What Is The Casual Cycle On A Washing Machine? (everything you need to know)

There are lots of cycles, settings and programmes on modern washing machines but most of us only use one or maybe two of these cycles. If your washing machine has a casual cycle and you’re not using it, you could be missing out.

Keep reading to find out exactly what the casual cycle is, what it’s used for and much more.

What Is The Casual Cycle On A Washing Machine?

Back in the early days of domestic washing machines there were clothes that were called permanent press. These were chemically treated to not crease or wrinkle so much and washing machine manufacturers added a programme specifically for permanent press clothes.

Jump forward to now and many machines have replaced the permanent press cycle for the casual or wrinkle control cycle. It’s all basically the same cycle just under a different name.

What Is The Casual Cycle Used For?

Washing Machine

The casual cycle is used to wash clothes that crease or wrinkle and is mainly used for man made synthetic fabrics. If you want to prevent your synthetic fabrics from stretching, shrinking or fading the casual cycle is your best choice. 

It can also be used for regular clothes as well to prevent the need for extra ironing.

How Does The Casual Cycle Work?

During the casual cycle, the clothes are washed using warm, not hot water, and rinsed using cold water.
:::::
» Tasks and exercises:
[1] According to the casual cycle article, what temperature of water does the casual cycle use for washing and for rinsing?
[2] Repeat the passage of the casual cycle article that opens with the words containing "Jump forward to" and closes with "Casual Cycle Work?".
:::::
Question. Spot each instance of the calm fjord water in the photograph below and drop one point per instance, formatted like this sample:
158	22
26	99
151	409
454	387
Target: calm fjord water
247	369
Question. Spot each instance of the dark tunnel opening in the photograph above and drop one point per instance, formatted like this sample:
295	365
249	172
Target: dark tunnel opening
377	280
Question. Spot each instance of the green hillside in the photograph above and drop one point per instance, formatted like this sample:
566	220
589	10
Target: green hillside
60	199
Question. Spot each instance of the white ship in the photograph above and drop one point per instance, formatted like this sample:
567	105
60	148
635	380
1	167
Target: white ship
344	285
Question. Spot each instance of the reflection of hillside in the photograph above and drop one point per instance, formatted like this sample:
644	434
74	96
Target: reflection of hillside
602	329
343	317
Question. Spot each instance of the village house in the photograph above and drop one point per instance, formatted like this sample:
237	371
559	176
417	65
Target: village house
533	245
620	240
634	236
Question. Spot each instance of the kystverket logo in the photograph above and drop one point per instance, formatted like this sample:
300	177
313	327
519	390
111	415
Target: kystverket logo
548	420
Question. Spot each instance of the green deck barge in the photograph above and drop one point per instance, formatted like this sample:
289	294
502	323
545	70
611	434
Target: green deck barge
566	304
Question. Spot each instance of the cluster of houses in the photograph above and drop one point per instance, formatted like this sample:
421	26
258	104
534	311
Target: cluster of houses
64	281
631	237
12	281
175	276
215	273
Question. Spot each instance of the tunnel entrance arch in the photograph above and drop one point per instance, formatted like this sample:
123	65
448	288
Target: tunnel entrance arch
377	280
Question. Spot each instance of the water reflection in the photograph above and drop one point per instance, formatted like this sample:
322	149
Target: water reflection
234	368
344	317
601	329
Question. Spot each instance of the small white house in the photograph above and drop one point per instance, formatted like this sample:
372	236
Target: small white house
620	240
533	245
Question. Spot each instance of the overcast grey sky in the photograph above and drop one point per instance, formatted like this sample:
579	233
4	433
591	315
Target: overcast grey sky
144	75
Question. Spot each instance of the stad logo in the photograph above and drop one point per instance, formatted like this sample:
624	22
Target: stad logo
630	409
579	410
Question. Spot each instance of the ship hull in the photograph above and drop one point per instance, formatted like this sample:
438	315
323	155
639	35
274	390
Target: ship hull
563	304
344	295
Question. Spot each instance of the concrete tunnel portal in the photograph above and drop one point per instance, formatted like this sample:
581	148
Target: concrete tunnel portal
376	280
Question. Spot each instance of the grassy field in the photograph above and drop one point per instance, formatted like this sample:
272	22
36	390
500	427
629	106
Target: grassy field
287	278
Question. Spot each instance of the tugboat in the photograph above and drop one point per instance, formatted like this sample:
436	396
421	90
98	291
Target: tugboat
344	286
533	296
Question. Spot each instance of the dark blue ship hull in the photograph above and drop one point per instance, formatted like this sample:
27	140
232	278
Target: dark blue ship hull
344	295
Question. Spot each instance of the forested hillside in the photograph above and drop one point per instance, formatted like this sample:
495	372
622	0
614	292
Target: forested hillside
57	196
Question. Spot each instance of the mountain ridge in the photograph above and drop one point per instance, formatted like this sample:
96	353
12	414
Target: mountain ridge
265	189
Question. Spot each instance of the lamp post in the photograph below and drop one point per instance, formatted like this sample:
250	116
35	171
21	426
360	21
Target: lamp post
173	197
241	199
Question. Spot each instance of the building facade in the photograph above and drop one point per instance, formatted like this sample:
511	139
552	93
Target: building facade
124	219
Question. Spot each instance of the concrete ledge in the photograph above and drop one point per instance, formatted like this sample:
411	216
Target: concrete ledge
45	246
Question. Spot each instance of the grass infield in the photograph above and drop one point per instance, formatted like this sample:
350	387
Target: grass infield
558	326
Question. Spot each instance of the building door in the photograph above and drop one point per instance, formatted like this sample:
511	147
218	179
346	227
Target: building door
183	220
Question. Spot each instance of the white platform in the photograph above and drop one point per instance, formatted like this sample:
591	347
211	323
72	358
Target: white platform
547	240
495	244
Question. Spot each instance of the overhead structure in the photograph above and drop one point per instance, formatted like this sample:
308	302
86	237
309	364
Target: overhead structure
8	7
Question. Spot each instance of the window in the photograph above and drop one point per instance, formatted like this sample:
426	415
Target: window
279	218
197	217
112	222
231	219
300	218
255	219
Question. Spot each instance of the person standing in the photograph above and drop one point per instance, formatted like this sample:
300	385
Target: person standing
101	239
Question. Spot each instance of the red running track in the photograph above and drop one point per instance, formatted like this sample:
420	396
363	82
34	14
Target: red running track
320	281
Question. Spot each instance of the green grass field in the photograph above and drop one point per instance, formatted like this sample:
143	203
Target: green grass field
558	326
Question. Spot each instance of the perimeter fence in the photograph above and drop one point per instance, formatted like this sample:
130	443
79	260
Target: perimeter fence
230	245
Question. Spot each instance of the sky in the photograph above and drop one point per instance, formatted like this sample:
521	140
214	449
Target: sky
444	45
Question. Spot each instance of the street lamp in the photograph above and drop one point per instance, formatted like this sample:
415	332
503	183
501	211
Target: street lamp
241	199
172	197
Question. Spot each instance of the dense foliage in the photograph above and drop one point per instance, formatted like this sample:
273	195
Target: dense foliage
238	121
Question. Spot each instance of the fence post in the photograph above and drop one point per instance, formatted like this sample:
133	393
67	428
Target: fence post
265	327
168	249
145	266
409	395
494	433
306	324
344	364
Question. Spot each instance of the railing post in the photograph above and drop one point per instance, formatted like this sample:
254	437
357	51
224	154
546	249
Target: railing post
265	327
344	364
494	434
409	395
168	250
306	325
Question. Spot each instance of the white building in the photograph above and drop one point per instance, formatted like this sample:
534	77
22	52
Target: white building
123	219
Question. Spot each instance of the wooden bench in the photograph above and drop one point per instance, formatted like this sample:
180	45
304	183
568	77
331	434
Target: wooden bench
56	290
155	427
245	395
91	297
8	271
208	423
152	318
:::::
» Solved problems:
[1] Clothes are washed in warm, not hot, water and rinsed in cold water.

[2]
Jump forward to now and many machines have replaced the permanent press cycle for the casual or wrinkle control cycle. It’s all basically the same cycle just under a different name.

What Is The Casual Cycle Used For?

Washing Machine

The casual cycle is used to wash clothes that crease or wrinkle and is mainly used for man made synthetic fabrics. If you want to prevent your synthetic fabrics from stretching, shrinking or fading the casual cycle is your best choice. 

It can also be used for regular clothes as well to prevent the need for extra ironing.

How Does The Casual Cycle Work?